### TASK DIRECTIONS
Express the records between the lines holding "Accessibility service: describe where the garage door" and "[2,58,105,76]", inclusive, as a two-column CSV with the columns text and answer. Give one row per record, and put each value in a single quoted field with its line breaks replaced by spaces.

### INFORMATION PROVIDED
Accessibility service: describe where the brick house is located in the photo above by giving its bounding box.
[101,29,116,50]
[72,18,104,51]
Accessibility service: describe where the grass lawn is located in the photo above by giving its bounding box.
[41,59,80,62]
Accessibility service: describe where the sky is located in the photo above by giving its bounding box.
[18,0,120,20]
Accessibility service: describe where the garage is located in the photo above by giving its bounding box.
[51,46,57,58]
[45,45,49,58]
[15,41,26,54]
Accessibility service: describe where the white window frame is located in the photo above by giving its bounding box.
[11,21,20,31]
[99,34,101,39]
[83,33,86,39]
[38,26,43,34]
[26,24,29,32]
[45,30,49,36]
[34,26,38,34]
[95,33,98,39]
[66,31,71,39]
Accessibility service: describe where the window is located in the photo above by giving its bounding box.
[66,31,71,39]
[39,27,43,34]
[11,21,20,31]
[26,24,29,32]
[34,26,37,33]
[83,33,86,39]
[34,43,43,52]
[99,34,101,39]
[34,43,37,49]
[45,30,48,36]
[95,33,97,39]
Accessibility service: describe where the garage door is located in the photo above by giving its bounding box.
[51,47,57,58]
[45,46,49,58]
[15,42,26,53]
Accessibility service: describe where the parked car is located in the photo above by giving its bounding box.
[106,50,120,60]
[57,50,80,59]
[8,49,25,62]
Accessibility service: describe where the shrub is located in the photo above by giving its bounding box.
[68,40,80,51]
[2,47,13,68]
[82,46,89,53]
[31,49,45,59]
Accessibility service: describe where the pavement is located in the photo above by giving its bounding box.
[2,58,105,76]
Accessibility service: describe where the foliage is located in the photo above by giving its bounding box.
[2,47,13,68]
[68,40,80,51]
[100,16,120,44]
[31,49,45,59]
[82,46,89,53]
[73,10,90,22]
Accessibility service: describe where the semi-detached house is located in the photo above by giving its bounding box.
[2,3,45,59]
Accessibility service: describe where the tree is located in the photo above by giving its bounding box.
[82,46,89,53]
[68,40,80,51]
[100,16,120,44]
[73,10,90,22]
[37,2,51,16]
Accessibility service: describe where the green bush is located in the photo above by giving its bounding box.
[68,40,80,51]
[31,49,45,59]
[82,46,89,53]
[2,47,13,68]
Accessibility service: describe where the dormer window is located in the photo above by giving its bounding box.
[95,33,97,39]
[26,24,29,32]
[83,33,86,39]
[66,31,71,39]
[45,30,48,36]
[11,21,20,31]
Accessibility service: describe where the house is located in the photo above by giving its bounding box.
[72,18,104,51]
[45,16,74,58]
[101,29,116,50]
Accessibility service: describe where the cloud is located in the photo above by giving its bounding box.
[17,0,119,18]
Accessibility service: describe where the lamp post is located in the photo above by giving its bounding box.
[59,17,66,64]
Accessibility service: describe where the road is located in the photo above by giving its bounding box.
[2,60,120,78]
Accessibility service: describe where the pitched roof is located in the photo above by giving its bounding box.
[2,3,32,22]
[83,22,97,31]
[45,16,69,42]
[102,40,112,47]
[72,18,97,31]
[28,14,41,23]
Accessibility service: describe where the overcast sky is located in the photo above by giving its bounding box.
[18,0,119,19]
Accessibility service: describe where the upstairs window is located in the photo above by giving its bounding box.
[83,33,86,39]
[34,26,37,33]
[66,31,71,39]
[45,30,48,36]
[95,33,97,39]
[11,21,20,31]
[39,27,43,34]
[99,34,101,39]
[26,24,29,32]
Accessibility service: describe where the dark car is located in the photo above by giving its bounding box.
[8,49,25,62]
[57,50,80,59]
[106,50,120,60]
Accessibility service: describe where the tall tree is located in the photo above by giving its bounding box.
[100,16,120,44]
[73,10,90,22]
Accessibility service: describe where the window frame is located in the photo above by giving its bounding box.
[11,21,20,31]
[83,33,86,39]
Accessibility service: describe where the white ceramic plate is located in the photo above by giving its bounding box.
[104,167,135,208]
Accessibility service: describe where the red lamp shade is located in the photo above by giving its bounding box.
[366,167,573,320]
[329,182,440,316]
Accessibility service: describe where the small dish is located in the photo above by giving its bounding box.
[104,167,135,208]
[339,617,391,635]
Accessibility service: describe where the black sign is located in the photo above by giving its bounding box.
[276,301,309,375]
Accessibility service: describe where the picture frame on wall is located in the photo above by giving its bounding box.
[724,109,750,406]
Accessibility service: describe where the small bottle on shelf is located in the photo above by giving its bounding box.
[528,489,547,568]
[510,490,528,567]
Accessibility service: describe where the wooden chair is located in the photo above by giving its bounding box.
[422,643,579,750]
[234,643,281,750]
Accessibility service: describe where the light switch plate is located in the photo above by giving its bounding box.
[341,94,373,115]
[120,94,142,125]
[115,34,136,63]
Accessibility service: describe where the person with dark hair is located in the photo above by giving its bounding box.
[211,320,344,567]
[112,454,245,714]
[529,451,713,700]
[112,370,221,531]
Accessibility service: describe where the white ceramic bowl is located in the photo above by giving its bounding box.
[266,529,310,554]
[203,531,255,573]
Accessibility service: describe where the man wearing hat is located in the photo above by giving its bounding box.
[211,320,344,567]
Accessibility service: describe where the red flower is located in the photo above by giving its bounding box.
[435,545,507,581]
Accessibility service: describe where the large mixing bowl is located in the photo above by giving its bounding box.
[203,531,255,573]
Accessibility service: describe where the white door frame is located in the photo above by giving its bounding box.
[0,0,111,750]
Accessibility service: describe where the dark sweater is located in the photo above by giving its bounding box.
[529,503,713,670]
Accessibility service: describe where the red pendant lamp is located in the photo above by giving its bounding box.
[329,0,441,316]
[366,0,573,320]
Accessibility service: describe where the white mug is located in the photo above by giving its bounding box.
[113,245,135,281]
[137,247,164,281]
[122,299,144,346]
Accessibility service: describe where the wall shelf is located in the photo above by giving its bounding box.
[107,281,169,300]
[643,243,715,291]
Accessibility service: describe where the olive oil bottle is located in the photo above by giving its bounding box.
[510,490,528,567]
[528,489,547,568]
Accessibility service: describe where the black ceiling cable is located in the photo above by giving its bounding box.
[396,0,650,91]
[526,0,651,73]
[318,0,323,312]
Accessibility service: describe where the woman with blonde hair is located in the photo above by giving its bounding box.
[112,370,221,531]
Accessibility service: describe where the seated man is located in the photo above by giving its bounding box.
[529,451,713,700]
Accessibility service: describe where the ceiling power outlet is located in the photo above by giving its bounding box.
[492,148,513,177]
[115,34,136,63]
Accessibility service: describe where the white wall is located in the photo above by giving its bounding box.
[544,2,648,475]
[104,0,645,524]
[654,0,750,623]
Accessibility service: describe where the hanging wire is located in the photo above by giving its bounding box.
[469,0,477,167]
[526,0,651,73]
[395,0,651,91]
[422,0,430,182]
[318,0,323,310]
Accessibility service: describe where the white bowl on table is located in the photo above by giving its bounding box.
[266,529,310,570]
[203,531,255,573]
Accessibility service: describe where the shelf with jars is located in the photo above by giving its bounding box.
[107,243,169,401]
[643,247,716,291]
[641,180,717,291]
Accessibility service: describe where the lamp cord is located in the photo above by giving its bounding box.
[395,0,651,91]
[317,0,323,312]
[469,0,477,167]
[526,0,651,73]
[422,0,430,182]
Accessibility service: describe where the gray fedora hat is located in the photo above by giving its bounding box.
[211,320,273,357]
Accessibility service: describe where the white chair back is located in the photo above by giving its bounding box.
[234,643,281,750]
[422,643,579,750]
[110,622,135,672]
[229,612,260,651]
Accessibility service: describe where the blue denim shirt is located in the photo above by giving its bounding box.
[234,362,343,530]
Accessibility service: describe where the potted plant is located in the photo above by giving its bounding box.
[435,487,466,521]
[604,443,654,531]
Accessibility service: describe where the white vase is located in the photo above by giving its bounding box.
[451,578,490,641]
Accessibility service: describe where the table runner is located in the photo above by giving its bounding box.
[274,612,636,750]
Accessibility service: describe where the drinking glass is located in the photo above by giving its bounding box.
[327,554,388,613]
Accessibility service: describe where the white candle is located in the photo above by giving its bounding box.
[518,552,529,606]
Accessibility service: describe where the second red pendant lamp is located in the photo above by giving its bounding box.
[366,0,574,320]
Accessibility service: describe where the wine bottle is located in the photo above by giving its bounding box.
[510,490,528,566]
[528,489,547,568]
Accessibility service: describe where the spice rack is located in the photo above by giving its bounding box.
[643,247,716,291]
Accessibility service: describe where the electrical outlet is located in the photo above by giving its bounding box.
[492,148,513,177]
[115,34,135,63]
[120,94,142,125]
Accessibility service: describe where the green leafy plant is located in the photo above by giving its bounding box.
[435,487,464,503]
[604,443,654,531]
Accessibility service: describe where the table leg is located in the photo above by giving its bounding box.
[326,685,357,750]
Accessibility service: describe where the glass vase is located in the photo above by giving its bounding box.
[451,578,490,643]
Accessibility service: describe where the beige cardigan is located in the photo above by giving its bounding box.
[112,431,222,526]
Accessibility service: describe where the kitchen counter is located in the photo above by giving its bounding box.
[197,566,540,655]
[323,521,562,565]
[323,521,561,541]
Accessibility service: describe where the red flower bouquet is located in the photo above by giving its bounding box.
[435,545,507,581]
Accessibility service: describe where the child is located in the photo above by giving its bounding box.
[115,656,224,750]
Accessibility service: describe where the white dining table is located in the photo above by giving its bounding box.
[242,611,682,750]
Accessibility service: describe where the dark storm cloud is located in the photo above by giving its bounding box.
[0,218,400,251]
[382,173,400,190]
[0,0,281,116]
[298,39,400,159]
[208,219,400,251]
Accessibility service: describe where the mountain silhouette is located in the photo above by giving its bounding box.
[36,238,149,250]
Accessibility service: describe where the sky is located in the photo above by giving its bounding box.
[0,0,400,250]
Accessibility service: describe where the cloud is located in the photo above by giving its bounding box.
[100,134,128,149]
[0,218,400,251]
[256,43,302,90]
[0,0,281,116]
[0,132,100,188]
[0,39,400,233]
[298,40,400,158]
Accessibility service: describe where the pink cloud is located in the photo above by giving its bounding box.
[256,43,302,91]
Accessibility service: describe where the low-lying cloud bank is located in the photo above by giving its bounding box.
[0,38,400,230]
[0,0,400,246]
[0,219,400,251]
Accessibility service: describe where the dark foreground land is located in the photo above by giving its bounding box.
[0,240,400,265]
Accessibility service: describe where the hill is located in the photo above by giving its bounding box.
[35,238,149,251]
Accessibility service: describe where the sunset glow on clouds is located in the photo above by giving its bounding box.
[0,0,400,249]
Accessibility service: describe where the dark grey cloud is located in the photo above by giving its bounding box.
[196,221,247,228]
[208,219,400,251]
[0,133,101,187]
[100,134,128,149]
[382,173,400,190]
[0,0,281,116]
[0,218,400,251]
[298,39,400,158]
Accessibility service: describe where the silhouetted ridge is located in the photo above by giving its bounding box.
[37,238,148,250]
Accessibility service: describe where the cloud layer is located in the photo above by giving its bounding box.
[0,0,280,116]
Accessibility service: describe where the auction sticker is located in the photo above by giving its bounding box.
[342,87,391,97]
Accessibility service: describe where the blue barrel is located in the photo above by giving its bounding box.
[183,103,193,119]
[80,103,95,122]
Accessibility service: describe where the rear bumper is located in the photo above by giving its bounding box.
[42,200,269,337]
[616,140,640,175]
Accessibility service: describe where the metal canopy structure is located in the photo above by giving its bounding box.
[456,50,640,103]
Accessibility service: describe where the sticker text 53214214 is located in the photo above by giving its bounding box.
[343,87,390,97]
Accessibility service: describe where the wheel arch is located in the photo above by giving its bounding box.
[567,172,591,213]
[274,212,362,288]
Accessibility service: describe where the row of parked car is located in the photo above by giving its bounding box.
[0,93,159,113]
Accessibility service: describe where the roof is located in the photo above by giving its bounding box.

### RESPONSE TO THE TASK
text,answer
"Accessibility service: describe where the garage door is located in the photo above by giving its bounding box.","[51,47,57,58] [45,46,49,58] [15,42,26,53]"
"Accessibility service: describe where the parked car is located in the photo above by giving its bounding box.","[106,50,120,60] [57,50,80,59] [8,49,25,62]"
"Accessibility service: describe where the shrub is located in the photo above by giving its bounding box.","[68,40,80,51] [2,47,13,68] [82,46,89,53] [31,49,45,59]"
"Accessibility service: describe where the pavement is located in the photo above by giving its bounding box.","[2,58,105,76]"